» What you should do
Leave out the pictures and return every entry exactly as it appears.

» Data section
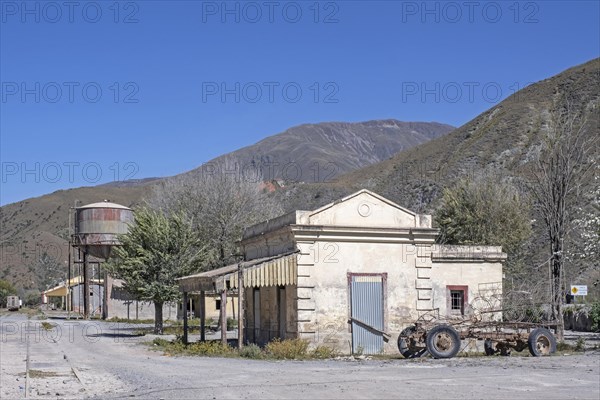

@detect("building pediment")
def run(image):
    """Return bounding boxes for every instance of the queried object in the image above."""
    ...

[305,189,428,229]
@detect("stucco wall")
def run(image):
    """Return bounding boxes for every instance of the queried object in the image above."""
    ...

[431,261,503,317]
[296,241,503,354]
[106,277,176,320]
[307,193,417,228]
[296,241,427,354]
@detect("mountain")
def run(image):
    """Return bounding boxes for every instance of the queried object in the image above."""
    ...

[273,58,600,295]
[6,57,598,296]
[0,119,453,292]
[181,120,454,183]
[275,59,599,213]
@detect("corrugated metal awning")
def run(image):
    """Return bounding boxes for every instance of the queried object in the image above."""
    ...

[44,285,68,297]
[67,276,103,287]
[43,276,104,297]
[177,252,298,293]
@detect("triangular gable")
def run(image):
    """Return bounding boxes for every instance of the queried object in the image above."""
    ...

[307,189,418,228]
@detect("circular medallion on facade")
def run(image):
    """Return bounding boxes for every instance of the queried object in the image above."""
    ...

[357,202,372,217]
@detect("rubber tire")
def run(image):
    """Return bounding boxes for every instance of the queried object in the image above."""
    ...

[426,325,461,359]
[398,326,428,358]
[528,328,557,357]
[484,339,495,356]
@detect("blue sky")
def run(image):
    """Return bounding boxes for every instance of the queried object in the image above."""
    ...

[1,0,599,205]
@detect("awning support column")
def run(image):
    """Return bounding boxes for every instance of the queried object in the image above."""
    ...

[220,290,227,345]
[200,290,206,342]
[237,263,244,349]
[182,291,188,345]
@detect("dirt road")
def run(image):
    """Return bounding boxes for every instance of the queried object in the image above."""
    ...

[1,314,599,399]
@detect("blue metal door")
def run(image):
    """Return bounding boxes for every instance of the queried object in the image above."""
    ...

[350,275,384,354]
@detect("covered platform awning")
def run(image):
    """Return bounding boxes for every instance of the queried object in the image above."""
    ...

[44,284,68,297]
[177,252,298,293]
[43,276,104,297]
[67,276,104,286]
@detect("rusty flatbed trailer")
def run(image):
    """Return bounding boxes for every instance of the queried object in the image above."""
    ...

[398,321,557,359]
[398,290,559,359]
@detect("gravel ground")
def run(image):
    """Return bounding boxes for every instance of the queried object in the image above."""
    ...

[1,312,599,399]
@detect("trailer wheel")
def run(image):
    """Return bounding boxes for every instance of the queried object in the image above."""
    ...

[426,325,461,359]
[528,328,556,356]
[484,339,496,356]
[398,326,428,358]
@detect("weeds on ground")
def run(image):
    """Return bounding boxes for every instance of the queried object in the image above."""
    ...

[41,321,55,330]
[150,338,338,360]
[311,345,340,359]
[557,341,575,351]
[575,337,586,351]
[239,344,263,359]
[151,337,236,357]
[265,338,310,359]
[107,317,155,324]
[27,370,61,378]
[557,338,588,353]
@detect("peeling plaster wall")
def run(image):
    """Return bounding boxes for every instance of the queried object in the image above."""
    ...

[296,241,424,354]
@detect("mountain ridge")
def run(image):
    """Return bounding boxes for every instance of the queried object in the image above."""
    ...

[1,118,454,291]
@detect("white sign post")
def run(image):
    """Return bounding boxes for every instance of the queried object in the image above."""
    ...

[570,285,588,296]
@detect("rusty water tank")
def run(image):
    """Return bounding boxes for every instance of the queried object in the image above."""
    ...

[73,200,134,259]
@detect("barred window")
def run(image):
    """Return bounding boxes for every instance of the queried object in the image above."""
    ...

» Solution for this problem
@detect("building pediment")
def run(image):
    """Return bounding boxes for every instance of the queried object in the image above."""
    ...

[305,189,428,229]
@detect("stucco wall")
def run(image):
    """Return bounding boxes for every instance of the queried object in the image above."""
    ...

[431,261,503,317]
[296,241,503,354]
[106,277,176,320]
[307,193,417,228]
[296,241,427,354]
@detect("mountain")
def run(image):
    """Return bounding boxes for every instance of the queried object in the image above."""
    ...

[273,58,600,295]
[6,57,598,296]
[0,119,453,292]
[181,120,454,183]
[275,59,599,213]
@detect("corrugated metal awning")
def run(image):
    """Return bounding boxes for every instance of the queried object in the image above."""
    ...

[44,285,68,297]
[67,276,103,287]
[43,276,104,297]
[177,252,298,293]
@detect("triangular gable")
def run(image):
    """Return bounding boxes for every instance of the queried object in the image above."""
    ...

[307,189,418,228]
@detect("circular medallion on facade")
def run(image):
    """Return bounding boxes for every instance of the queried object in the image above."""
    ...

[357,202,372,217]
@detect("rubber tire")
def run(image):
    """Return bounding boxes for every instance of the queried object in the image above."""
    ...

[426,325,461,359]
[398,326,428,358]
[528,328,557,357]
[484,339,495,356]
@detect("blue sky")
def run(image):
    """Return bounding boxes for every instance of the queried object in the image above."""
    ...

[1,0,599,205]
@detect("awning support column")
def run(image):
    """Return bounding boxes for every instance of the queried object in the image above."""
    ...

[220,290,227,345]
[200,290,206,342]
[237,263,244,349]
[182,291,188,345]
@detect("dirt road")
def run(image):
    """Return bounding boxes for every instance of the queried object in the image above."""
    ...

[1,314,599,399]
@detect("blue metal door")
def run(image):
    """Return bounding boxes for every instance of the queried object in the image above."""
    ...

[350,275,384,354]
@detect("covered platform awning")
def run(image):
    """Return bounding boxes for every instance of the queried object in the image above."""
    ...

[44,284,68,297]
[177,252,298,293]
[43,276,104,297]
[67,276,104,286]
@detect("rusty flatbed trailer")
def run(image):
    """Return bounding boxes for every instance of the queried object in the image above."""
    ...

[398,321,557,359]
[398,290,559,359]
@detect("gravel ground")
def run(image):
    """Return bounding boxes for every instance of the queried object in the image above."""
    ...

[1,312,599,399]
@detect("trailer wheel")
def run(image):
    """Return bounding boxes for every instance of the queried object in the image above."""
    ...

[426,325,461,359]
[528,328,556,356]
[484,339,496,356]
[398,326,428,358]
@detect("weeds on ground")
def run(image):
    """Return bounding boxes for every instance of the queried object in the image above."""
    ...

[41,321,55,330]
[150,338,338,360]
[311,345,340,359]
[557,341,575,351]
[575,337,586,351]
[239,344,263,359]
[151,337,236,357]
[265,338,310,359]
[107,317,155,324]
[27,370,61,378]
[557,338,588,353]
@detect("peeling plaster wall")
def run(image):
    """Return bounding boxes for every instance of the queried object in the image above."""
    ...

[296,241,424,354]
@detect("mountain ridge")
def run(image):
    """Return bounding boxes for every instance of the queried object in the image above."""
    ...

[1,118,454,291]
@detect("white sign post")
def run(image):
    """Return bounding boxes for every instance of the queried object in the image above."""
    ...

[570,285,588,296]
@detect("rusty water tank")
def run(image):
    """Return bounding boxes for every instance of the queried object in the image above."""
    ...

[73,200,134,259]
@detect("barred window")
def run(image):
    """Return bounding boxes for every instance of the queried object in the image above."""
    ...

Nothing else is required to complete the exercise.